WHAT YOU ARE ASKED TO DO:
Which lines of the records below contain the word "wooden"? Copy each of those lines in full, matching case exactly.
--- Begin WORKING DATA ---
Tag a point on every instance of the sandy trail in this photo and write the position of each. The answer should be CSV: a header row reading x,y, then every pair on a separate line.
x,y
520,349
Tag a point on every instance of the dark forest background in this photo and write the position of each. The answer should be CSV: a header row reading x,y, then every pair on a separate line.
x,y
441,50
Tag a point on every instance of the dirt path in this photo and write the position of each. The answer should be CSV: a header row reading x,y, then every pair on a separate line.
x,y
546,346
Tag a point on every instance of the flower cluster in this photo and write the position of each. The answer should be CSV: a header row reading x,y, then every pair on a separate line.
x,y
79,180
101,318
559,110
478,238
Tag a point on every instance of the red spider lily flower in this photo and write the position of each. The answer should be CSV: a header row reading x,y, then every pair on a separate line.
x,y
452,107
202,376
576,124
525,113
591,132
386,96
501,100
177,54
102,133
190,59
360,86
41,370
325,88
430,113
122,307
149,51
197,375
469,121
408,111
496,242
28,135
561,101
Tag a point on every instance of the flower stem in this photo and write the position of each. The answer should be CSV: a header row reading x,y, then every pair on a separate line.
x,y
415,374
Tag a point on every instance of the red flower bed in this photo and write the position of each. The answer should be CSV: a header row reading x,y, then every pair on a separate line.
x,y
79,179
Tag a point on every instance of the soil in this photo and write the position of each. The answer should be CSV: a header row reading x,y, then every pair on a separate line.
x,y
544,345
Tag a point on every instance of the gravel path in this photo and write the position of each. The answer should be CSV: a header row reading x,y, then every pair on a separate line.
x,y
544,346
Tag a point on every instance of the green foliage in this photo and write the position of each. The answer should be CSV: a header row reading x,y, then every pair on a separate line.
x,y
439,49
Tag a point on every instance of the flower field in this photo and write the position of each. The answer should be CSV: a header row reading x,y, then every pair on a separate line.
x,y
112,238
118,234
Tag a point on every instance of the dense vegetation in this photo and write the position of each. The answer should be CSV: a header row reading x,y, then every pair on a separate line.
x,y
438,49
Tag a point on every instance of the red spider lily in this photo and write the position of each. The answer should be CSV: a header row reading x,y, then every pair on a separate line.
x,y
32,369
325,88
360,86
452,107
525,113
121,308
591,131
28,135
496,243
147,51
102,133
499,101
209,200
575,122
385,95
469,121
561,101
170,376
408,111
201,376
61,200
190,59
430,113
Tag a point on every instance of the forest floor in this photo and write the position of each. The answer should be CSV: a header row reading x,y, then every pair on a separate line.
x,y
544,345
--- End WORKING DATA ---
--- Begin WORKING DATA ---
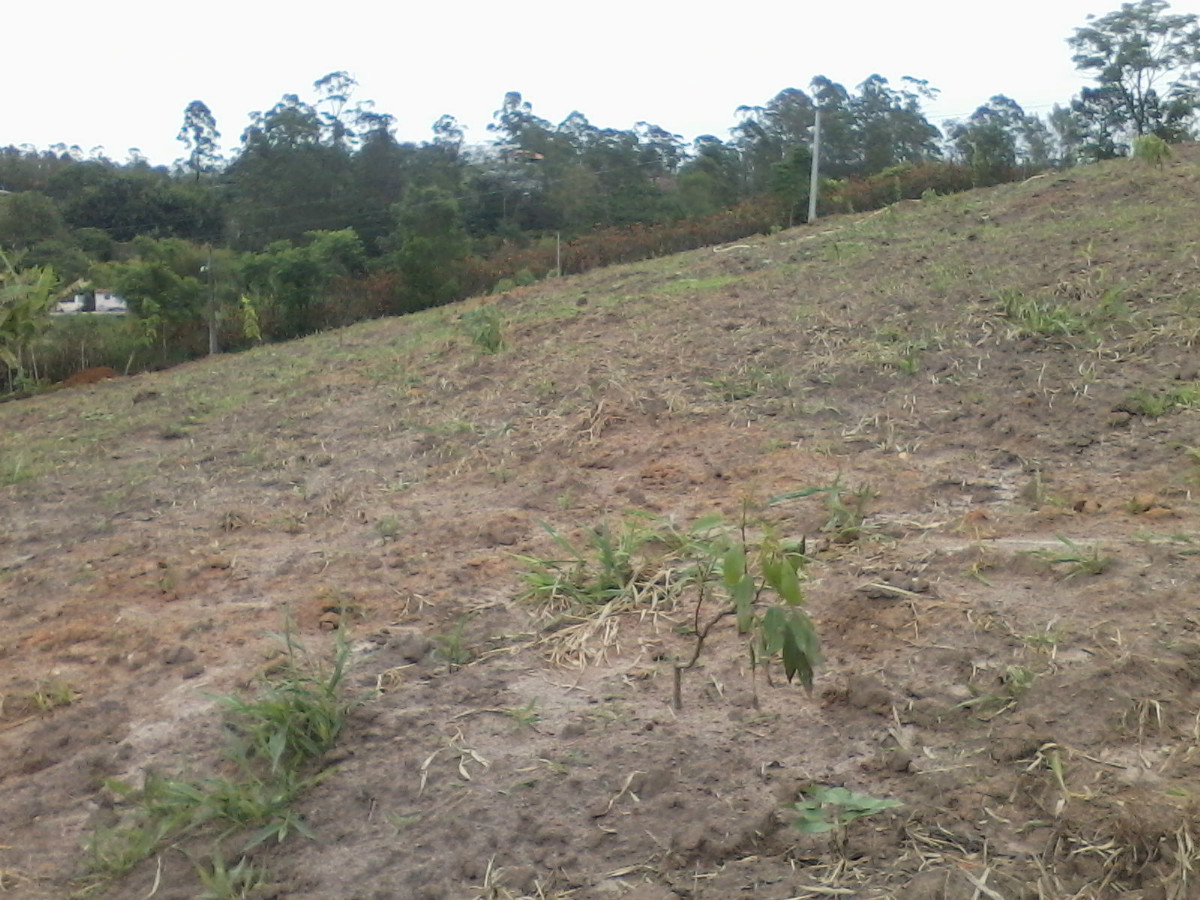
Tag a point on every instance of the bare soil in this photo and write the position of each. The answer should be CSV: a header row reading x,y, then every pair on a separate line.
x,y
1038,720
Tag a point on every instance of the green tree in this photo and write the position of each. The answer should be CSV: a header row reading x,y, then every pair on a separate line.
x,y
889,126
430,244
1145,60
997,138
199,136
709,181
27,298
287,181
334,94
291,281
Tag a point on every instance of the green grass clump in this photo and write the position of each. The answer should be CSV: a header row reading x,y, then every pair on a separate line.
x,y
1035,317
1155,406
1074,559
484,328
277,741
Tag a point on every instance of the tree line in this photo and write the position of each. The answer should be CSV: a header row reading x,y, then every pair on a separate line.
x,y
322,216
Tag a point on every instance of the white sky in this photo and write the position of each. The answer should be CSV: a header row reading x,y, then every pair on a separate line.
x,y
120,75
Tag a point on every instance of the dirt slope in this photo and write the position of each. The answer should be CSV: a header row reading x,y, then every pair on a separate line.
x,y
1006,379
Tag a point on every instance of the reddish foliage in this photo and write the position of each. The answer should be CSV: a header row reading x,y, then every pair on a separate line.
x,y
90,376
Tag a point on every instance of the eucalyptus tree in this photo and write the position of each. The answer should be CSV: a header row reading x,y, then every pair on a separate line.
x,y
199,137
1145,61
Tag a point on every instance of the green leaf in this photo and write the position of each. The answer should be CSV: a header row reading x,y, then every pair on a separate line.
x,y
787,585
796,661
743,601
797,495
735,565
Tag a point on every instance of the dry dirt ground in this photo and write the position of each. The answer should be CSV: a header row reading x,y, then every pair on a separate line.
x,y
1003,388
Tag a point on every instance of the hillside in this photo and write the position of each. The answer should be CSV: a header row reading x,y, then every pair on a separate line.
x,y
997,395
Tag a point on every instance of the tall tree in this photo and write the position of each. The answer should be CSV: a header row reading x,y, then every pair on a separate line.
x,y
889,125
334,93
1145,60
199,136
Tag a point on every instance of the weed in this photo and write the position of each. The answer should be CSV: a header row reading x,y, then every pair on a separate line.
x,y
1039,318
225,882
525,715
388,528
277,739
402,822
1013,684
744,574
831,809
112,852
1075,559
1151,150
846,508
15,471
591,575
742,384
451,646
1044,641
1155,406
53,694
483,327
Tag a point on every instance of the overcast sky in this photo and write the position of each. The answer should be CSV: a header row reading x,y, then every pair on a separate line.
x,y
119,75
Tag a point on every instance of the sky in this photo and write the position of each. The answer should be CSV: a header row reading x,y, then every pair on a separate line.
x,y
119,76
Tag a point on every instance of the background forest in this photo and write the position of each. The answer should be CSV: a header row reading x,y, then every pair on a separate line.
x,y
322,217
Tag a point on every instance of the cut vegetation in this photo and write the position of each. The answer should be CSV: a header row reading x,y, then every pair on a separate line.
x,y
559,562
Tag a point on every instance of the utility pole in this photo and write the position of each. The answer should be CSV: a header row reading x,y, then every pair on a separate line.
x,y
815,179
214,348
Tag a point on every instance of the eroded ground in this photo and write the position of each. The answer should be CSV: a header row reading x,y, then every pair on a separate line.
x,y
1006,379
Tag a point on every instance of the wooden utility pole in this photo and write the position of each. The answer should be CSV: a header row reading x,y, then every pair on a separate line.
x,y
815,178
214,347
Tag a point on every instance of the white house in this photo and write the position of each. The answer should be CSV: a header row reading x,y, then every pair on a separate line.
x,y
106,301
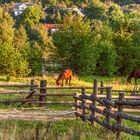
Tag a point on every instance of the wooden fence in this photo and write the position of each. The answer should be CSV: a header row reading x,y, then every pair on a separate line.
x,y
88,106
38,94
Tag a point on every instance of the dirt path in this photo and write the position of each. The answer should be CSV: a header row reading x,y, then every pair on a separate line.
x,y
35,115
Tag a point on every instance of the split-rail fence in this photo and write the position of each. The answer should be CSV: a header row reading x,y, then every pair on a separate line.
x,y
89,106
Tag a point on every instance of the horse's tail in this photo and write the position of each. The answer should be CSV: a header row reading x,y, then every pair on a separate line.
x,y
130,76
--- End WORKING DATA ---
THE COMPLETED TASK:
Tag a point on every instance of the wooden utility pole in this photo and write the position of each. The answer should be CSV: a header row reading x,y, then every pair on a separate line.
Tag a point on every instance of the wooden fence in this photo and write the position of each. The answer should be CSV: a header row reading x,y, then every pair on a separate line.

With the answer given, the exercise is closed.